> **What is being asked**:
Copy the records word for word, starting at the first line and continuing through the line that contains "287], [213, 35]]", with both ends included.

Items stored from a collection
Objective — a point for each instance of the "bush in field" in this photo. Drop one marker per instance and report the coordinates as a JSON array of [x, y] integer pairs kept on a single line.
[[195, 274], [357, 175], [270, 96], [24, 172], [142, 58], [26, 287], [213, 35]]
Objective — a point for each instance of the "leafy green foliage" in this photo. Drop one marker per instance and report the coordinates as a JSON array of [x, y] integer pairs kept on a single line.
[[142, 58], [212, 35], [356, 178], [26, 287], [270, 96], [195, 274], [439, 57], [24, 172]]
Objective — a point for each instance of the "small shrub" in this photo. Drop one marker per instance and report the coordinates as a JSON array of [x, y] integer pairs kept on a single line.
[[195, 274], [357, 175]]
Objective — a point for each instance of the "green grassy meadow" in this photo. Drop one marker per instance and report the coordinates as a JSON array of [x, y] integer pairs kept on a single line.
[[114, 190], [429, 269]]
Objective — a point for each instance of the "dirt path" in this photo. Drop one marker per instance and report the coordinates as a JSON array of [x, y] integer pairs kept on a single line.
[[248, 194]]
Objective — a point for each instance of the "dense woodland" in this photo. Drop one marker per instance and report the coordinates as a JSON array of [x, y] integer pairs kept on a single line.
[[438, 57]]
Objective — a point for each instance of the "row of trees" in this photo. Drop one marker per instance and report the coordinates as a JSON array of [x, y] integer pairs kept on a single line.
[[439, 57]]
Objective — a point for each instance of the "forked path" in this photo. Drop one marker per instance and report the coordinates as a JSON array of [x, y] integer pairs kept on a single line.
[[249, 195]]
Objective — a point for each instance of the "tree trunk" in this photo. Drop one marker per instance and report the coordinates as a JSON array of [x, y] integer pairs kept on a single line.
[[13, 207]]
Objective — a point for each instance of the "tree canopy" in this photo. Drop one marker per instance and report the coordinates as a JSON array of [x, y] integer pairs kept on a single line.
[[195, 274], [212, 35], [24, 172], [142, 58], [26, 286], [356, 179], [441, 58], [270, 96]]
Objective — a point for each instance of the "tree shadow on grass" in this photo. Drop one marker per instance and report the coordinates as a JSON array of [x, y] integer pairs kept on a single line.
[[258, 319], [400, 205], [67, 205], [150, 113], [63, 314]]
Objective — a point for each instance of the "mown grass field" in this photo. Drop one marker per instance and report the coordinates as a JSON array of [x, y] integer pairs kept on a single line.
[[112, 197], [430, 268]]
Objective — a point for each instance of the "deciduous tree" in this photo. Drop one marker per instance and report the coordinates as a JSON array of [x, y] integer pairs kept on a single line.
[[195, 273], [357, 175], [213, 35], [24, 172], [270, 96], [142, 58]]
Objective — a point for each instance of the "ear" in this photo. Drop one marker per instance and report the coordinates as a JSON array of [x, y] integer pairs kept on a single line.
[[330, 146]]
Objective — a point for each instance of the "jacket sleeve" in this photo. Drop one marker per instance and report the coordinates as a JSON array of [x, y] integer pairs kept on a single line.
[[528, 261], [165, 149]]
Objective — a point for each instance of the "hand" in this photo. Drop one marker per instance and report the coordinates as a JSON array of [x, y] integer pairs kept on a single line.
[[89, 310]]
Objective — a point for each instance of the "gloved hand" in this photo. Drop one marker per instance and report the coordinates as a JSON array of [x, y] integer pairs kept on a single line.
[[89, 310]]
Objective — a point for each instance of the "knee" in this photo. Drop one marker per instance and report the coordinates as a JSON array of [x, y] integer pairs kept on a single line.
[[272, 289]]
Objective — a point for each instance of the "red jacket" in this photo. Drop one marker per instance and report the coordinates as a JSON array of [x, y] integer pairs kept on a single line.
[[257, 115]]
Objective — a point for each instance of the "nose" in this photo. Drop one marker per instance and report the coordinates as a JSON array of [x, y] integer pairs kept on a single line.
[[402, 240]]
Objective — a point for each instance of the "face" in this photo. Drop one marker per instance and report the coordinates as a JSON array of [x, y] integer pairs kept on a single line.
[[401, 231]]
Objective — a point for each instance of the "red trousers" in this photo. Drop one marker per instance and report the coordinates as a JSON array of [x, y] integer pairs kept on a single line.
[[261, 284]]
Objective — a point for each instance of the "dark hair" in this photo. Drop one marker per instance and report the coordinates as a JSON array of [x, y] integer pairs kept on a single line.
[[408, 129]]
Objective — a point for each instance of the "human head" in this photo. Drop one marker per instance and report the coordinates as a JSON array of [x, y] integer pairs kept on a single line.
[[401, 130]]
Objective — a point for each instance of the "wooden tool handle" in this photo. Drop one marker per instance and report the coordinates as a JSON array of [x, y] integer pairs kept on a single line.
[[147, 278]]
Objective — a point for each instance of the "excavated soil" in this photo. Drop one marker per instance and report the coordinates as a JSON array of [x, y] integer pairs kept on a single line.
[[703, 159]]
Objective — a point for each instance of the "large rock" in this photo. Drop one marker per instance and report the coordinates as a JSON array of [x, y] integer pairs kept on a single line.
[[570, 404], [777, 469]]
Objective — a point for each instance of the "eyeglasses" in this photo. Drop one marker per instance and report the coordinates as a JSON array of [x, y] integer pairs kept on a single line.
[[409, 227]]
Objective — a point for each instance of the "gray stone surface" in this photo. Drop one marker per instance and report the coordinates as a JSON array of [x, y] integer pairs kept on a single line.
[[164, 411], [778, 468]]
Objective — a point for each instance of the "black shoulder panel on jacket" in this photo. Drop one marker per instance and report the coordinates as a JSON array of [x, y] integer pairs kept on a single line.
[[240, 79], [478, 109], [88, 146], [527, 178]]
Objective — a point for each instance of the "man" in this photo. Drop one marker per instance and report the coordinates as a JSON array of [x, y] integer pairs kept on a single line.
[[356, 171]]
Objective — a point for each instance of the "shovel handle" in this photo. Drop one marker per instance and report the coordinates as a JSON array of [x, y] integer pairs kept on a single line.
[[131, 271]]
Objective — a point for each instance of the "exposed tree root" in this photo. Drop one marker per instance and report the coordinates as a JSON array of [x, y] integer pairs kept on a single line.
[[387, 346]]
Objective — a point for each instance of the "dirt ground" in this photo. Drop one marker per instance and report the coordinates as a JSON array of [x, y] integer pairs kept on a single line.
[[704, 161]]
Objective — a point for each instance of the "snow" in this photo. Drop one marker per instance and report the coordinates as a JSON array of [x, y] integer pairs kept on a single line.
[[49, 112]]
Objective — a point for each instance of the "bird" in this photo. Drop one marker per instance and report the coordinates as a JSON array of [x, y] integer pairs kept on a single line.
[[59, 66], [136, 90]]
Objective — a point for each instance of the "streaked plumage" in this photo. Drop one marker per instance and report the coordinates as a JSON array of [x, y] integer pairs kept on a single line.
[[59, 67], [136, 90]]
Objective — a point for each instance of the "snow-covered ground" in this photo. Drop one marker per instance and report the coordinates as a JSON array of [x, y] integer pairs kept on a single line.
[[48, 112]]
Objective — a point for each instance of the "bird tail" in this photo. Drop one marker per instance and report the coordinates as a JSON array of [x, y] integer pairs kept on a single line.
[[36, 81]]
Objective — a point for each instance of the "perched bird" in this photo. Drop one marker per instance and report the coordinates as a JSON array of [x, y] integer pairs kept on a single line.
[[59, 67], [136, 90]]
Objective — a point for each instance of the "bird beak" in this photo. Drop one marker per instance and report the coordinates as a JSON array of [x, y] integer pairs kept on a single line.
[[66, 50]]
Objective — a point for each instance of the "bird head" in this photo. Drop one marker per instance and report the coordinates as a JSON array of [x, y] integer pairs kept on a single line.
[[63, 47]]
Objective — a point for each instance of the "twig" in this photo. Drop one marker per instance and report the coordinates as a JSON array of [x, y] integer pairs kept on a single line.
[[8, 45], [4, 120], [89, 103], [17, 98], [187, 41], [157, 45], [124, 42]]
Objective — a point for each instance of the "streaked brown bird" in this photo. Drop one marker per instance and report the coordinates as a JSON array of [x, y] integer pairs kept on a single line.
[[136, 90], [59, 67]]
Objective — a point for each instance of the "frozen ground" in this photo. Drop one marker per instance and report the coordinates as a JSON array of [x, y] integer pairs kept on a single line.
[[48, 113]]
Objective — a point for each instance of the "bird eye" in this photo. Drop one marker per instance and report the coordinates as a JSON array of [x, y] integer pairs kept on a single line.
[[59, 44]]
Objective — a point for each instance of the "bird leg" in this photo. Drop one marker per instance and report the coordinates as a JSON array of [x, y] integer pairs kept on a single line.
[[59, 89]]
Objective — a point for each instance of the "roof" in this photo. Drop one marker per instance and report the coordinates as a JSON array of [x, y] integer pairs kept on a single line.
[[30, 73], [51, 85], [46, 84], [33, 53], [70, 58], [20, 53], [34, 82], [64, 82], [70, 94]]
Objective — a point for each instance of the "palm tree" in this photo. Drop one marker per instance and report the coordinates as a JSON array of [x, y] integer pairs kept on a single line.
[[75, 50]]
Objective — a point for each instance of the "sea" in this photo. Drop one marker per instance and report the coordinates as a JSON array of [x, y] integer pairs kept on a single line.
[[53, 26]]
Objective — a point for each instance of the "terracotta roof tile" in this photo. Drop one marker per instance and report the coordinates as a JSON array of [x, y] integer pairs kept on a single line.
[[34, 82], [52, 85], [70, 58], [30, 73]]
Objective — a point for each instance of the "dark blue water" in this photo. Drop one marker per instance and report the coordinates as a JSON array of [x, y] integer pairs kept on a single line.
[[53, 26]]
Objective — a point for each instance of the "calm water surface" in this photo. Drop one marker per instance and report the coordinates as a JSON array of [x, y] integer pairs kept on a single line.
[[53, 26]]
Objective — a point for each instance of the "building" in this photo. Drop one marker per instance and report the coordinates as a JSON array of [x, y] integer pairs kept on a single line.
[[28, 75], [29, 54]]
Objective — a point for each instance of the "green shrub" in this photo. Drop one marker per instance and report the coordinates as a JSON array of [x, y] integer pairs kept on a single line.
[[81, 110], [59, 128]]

> **Full solution**:
Objective — a point for each instance of the "bush in field" in this photo. Drop one marker per instance and report the coordinates as a JSON array of [x, y] integer pairs kept on a single line.
[[195, 274], [357, 175], [270, 96], [24, 172], [142, 58], [26, 287], [213, 35]]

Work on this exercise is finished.